- _Description of the task_
At the line containing "snow-capped mountain in the photo above.", start repeating the entries exactly, and continue through the last line.

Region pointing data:
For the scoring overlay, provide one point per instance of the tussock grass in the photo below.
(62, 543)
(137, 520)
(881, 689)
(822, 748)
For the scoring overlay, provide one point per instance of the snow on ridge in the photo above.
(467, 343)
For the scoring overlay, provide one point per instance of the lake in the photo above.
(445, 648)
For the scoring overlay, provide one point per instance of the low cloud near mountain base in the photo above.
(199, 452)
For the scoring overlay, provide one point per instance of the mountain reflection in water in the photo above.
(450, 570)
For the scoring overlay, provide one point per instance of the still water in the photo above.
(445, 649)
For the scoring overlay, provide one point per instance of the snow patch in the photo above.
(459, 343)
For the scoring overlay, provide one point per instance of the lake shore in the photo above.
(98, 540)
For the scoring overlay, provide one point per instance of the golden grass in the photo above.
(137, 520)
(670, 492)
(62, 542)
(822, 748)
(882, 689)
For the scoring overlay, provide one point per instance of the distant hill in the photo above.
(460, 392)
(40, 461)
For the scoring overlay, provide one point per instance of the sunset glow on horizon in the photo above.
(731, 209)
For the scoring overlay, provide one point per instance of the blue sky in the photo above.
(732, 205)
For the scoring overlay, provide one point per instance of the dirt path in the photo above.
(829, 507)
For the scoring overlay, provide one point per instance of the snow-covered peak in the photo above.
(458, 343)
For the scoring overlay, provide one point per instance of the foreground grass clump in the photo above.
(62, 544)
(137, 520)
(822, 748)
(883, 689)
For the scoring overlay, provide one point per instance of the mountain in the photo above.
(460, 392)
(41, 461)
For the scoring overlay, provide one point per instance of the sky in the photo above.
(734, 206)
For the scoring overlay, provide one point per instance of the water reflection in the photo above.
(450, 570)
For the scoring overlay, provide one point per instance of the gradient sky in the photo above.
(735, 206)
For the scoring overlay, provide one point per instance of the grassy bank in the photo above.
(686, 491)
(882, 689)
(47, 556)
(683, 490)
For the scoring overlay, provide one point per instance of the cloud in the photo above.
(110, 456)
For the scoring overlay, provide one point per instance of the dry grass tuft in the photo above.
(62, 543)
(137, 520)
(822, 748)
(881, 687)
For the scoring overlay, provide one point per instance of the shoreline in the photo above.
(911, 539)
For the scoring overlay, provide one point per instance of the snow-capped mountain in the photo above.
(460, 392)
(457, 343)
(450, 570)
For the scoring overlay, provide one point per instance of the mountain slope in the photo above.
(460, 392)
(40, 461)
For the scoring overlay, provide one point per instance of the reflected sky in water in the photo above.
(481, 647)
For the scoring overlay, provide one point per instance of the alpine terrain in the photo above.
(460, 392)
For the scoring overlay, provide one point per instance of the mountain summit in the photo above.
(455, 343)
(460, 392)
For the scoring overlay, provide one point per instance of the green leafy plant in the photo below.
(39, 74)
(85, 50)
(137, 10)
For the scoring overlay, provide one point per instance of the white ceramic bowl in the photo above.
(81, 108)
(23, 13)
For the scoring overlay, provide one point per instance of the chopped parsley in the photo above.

- _Response box_
For the scoring overlay, provide one point per instance of the snow-capped mountain in the photo above.
(460, 392)
(457, 343)
(450, 570)
For the scoring overlay, provide one point per instance of the mountain slope in the photo above.
(460, 392)
(40, 461)
For the scoring overlay, provide one point per instance of the reflected sky in water in the photo above.
(481, 647)
For the scoring overlay, provide one point per instance of the alpine terrain in the photo above.
(460, 392)
For the scoring overlay, provide one point per instance of the mountain summit in the photo above.
(455, 343)
(460, 392)
For the scoring overlay, provide one point per instance of the green leafy plant in the photo below.
(39, 74)
(85, 50)
(137, 10)
For the scoring overlay, provide one point per instance of the white ceramic bowl in the photo above.
(81, 108)
(23, 13)
For the scoring overlay, provide one point per instance of the chopped parsley in the photo above.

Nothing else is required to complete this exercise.